Task –
Report every line of the records below that includes the string "edge".

*** Opening of Entries shown ***

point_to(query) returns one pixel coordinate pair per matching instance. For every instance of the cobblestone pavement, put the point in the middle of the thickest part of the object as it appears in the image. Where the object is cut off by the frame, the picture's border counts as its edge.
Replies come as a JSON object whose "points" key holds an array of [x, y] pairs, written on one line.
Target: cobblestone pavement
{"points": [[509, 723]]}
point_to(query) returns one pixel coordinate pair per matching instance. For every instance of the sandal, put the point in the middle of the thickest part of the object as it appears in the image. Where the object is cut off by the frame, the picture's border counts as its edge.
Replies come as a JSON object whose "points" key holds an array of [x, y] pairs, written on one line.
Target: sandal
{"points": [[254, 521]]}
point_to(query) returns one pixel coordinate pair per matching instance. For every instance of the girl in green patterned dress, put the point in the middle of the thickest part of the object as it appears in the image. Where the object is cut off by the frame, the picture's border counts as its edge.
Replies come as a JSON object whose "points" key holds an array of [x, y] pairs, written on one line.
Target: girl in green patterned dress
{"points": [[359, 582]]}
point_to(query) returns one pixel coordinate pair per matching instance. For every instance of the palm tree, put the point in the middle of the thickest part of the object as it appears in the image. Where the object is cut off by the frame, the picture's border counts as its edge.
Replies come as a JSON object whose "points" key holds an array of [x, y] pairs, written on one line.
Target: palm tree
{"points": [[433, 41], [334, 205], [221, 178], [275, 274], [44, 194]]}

*** Close of Entries shown ***

Output –
point_to(query) returns one pixel coordinate pair per matching instance. For every instance of the cobblestone pavement, put the point in the middle of the thickest part of the object as it appears in the image. Where the object is cut off by the frame, the picture's border counts as its edge.
point_to(query) returns one pixel coordinate pair per matching instance. For every instance of the sandal, put the point in the middle of the thickest part of the object as it appears in the image. Where the object is cut off by the frame, the picture's border counts as its edge.
point_to(query) returns one pixel coordinate pair per matching instance. For every instance of the girl in green patterned dress, put the point in the middle of the thickest part of the object as it appears in the image. Where the object is cut off by the frame, the picture's border counts as its edge.
point_to(query) returns one pixel coordinate pair per matching instance. For every instance of the palm tree, put the point in the middle of the thickest part of the object as it appears in the image. Where the object is cut off by the frame, the picture's border counts as its edge.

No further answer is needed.